:: Records for this task ::

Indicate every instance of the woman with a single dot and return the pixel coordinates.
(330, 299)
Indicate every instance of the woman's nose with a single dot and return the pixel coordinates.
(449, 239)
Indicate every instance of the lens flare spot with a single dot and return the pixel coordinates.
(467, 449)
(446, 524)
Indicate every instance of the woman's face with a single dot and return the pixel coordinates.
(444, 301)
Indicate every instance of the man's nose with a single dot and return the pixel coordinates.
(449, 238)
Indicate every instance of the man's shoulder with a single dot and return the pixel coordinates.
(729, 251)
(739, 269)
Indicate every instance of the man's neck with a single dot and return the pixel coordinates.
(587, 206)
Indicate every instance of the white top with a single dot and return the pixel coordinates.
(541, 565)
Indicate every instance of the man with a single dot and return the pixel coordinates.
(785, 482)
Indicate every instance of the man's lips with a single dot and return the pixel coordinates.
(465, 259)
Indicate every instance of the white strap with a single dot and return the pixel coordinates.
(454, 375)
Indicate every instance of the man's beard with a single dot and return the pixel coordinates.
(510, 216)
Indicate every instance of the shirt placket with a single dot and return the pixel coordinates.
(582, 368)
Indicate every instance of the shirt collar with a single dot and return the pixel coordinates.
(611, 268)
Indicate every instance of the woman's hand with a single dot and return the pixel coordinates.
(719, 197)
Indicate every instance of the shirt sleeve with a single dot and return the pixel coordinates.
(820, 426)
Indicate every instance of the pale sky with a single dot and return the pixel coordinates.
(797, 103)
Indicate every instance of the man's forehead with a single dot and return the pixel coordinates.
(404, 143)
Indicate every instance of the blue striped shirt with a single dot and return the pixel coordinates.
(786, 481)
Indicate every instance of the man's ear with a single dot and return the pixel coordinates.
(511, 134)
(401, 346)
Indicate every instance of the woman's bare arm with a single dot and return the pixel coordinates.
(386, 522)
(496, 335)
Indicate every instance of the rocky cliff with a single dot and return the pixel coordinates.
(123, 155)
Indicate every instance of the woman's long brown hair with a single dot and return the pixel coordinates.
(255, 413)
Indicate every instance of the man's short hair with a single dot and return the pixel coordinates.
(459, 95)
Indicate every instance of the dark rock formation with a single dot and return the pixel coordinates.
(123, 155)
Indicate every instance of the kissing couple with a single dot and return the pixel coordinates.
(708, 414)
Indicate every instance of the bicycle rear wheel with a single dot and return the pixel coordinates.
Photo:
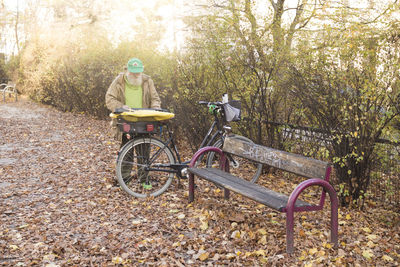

:: Goal ::
Turn all of the data above into a numbered list of its lines, dropping any blank lines and leaving the picture out.

:: Correct result ::
1. Indicate every instance of the woman with a single dot and return the pixel coordinates.
2. (330, 299)
3. Indicate every instance of the woman's nose with a single dot and return the pixel coordinates.
4. (449, 239)
5. Indicate every instance of the lens flare spot with a single dot and return the pixel coordinates.
6. (467, 449)
7. (446, 524)
8. Indicate every instance of the woman's face with a single dot and return the pixel coordinates.
9. (444, 301)
10. Indicate every instance of the man's nose with a single dot and return the pixel coordinates.
11. (449, 238)
12. Indicate every instance of the man's shoulder with a single dot and return the pixel coordinates.
13. (729, 251)
14. (739, 269)
15. Indicate every instance of the man's neck with a single dot and return the pixel coordinates.
16. (587, 206)
17. Indicate every instance of the white top with a single dot and return the pixel coordinates.
18. (541, 565)
19. Indicate every instance of the man with a single dot and return the pixel coordinates.
20. (785, 482)
21. Indicate every instance of the man's lips with a single dot and return the pixel coordinates.
22. (465, 259)
23. Indicate every instance of the white strap with a single dot and return the pixel coordinates.
24. (454, 375)
25. Indicate every instance of the man's beard with a single dot and return the pixel coordinates.
26. (510, 216)
27. Indicate every instance of the shirt placket with a single dot and return the pixel coordinates.
28. (582, 368)
29. Indicate every instance of the shirt collar with a single dot and return the pixel coordinates.
30. (611, 268)
31. Indicate every instance of the woman's hand with a single dot and return the pixel coordinates.
32. (719, 197)
33. Indicate every instance of the shirt sleeve with a single dot and return the pixel coordinates.
34. (820, 426)
35. Indicate every instance of the pale sky with a single dot and return the pixel coordinates.
36. (797, 103)
37. Indicate every instance of the man's forehead with a single dot and return the pixel coordinates.
38. (404, 143)
39. Indicate every instance of the blue striped shirt with a single dot and return the pixel coordinates.
40. (786, 481)
41. Indicate every instance of the man's ear with a single dot and return the pixel coordinates.
42. (511, 134)
43. (401, 346)
44. Indicate every instance of the woman's bare arm with a single dot and return the pixel coordinates.
45. (386, 522)
46. (496, 335)
47. Indicate every instance of the rocky cliff with a single dot and return the pixel coordinates.
48. (123, 155)
49. Indicate every instance of the woman's long brown hair with a single dot and return the pixel coordinates.
50. (255, 413)
51. Indicate every instance of the man's short hair with a single dot and return the pixel coordinates.
52. (459, 95)
53. Indicate every instance of the dark rock formation with a single dot and return the pixel coordinates.
54. (123, 155)
55. Indicate every instance of the kissing couple with a single dot and return the pixel coordinates.
56. (708, 414)
57. Indicate every instance of the bicycle rear wheel with a single dot and return the pixel coordinates.
58. Photo:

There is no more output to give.